= Brief 1 =
From the kernel patch thread, repeat word for word the part that opens with the words containing "On Thu, Dec" and closes with "time in userspace!".
= Brief 2 =
Summarize the kernel patch thread in three sentences.
= Brief 3 =
Answer these questions from the kernel patch thread, one per line:
(a) How often does the trigger program wake up?
(b) What processor is in the system where locking the CPU frequency failed?
(c) What did do_work() contain on David's system?

= Provided passage =
————————

I failed to find a way to lock the cpu frequency (for other testing) on
that system an i7-7xxx - and the system will start thermally throttling
if you aren't careful.
ISTR that the hardware does most of the work.
So I'm not sure what difference "performance" makes (and can't remember what
might be set for that system - could set set anyway.)
We did have to disable some of the low power states, waking the cpu from those
just takes far too long.

	David

Re: [PATCH v4 04/11] x86/bhi: Make clear_bhb_loop() effective on newer CPUs

Posted by Pawan Gupta 2 months ago

On Thu, Dec 04, 2025 at 09:15:11AM +0000, david laight wrote:
> On Wed, 3 Dec 2025 17:40:26 -0800
> Pawan Gupta <pawan.kumar.gupta@linux.intel.com> wrote:
> 
> > On Tue, Nov 25, 2025 at 11:34:07AM +0000, david laight wrote:
> > > On Mon, 24 Nov 2025 11:31:26 -0800
> > > Pawan Gupta <pawan.kumar.gupta@linux.intel.com> wrote:
> > >   
> > > > On Sat, Nov 22, 2025 at 11:05:58AM +0000, david laight wrote:  
> > > ...  
> > > > > For subtle reasons one of the mitigations that slows kernel entry caused
> > > > > a doubling of the execution time of a largely single-threaded task that
> > > > > spends almost all its time in userspace!
> > > > > (I thought I'd disabled it at compile time - but the config option
> > > > > changed underneath me...)    
> > > > 
> > > > That is surprising. If its okay, could you please share more details about
> > > > this application? Or any other way I can reproduce this?  
> > > 
> > > The 'trigger' program is a multi-threaded program that wakes up every 10ms
> > > to process RTP and TDM audio data.
> > > So we have a low RT priority process with one thread per cpu.
> > > Since they are RT they usually get scheduled on the same cpu as last lime.
> > > I think this simple program will have the desired effect:
> > > A main process that does:
> > > 	syscall(SYS_clock_gettime, CLOCK_MONOTONIC, &start_time);
> > > 	start_time += 1sec;
> > > 	for (n = 1; n < num_cpu; n++)
> > > 		pthread_create(thread_code, start_time);
> > > 	thread_code(start_time);
> > > with:
> > > thread_code(ts)
> > > {
> > > 	for (;;) {
> > > 		ts += 10ms;
> > > 		syscall(SYS_clock_nanosleep, CLOCK_MONOTONIC, TIMER_ABSTIME, &ts, NULL);
> > > 		do_work();
> > > 	}
> > > 
> > > So all the threads wake up at exactly the same time every 10ms.
> > > (You need to use syscall(), don't look at what glibc does.)
> > > 
> > > On my system the program wasn't doing anything, so do_work() was empty.

————————

= Listing =
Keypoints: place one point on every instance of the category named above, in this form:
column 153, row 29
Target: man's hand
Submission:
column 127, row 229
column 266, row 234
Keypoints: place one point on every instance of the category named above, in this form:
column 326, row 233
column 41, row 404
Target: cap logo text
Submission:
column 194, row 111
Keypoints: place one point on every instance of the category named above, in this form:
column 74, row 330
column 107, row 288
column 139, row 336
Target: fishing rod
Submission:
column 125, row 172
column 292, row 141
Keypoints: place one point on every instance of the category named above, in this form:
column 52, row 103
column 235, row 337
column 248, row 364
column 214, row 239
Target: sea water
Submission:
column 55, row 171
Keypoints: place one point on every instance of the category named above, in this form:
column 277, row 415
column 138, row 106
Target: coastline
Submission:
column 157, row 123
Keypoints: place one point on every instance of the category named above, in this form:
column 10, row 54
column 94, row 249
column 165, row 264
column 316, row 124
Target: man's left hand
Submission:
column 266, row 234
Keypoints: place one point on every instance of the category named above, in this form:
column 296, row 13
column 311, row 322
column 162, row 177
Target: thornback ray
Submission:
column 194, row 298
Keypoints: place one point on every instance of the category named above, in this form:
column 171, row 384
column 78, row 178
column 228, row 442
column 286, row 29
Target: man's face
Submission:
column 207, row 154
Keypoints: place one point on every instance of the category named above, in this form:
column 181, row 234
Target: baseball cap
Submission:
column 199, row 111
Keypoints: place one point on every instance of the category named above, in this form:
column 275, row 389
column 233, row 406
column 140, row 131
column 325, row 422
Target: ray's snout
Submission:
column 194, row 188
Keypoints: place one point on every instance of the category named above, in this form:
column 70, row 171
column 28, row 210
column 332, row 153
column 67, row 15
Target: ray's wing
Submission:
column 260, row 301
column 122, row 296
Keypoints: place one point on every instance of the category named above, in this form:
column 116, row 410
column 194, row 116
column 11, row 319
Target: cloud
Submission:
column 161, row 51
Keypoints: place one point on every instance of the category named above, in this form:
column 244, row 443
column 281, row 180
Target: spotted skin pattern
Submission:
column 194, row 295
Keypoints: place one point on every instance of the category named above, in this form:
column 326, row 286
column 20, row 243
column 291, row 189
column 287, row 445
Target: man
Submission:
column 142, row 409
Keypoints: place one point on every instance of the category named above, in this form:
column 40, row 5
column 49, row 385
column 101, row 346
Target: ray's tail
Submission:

————————

= Full response 1 =
On Thu, Dec 04, 2025 at 09:15:11AM +0000, david laight wrote:
> On Wed, 3 Dec 2025 17:40:26 -0800
> Pawan Gupta <pawan.kumar.gupta@linux.intel.com> wrote:
> 
> > On Tue, Nov 25, 2025 at 11:34:07AM +0000, david laight wrote:
> > > On Mon, 24 Nov 2025 11:31:26 -0800
> > > Pawan Gupta <pawan.kumar.gupta@linux.intel.com> wrote:
> > >   
> > > > On Sat, Nov 22, 2025 at 11:05:58AM +0000, david laight wrote:  
> > > ...  
> > > > > For subtle reasons one of the mitigations that slows kernel entry caused
> > > > > a doubling of the execution time of a largely single-threaded task that
> > > > > spends almost all its time in userspace!

= Full response 2 =
David Laight reports that a mitigation slowing kernel entry doubled the execution time of a largely single-threaded task that spends almost all its time in userspace, and Pawan Gupta asks for details so the problem can be reproduced. David describes the triggering program as a multi-threaded one, with one low RT priority thread per CPU, that wakes every 10ms to process RTP and TDM audio data, and sketches a simple program in which all the threads wake at exactly the same time. David also says there was no way found to lock the CPU frequency on an i7-7xxx system, and some low power states had to be disabled because waking the CPU from them takes far too long.

= Full response 3 =
(a) Every 10ms.
(b) An i7-7xxx.
(c) Nothing; it was empty, because the program wasn't doing anything.